[RECORDS PROVIDED Boundary: Start]

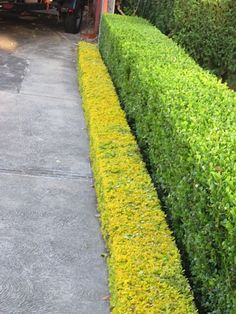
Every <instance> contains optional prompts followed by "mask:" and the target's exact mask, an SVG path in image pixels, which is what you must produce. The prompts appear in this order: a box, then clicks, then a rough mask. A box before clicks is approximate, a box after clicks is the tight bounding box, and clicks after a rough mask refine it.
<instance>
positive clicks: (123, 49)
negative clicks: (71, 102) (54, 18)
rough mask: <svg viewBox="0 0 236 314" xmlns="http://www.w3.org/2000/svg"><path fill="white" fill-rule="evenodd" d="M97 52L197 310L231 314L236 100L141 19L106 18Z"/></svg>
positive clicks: (235, 302) (167, 41)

[RECORDS PROVIDED Boundary: End]

• [THE TASK] Substitute "draft mask" for every "rough mask" in the lines above and keep everything else the same. Leave the pictures out of your answer.

• [RESPONSE TO THIS EXERCISE]
Every <instance> contains optional prompts followed by "mask:" and the target's exact mask, an SVG path in image pixels, which is what you must produce. The prompts appear in this order: a box, then clicks, then a draft mask. A box before clicks is approximate, a box after clicks is the tight bounding box, and clicks after a draft mask refine it.
<instance>
positive clicks: (123, 49)
negative clicks: (71, 102) (54, 18)
draft mask: <svg viewBox="0 0 236 314" xmlns="http://www.w3.org/2000/svg"><path fill="white" fill-rule="evenodd" d="M97 52L197 310L231 314L236 100L141 19L106 18Z"/></svg>
positive clicks: (235, 302) (167, 41)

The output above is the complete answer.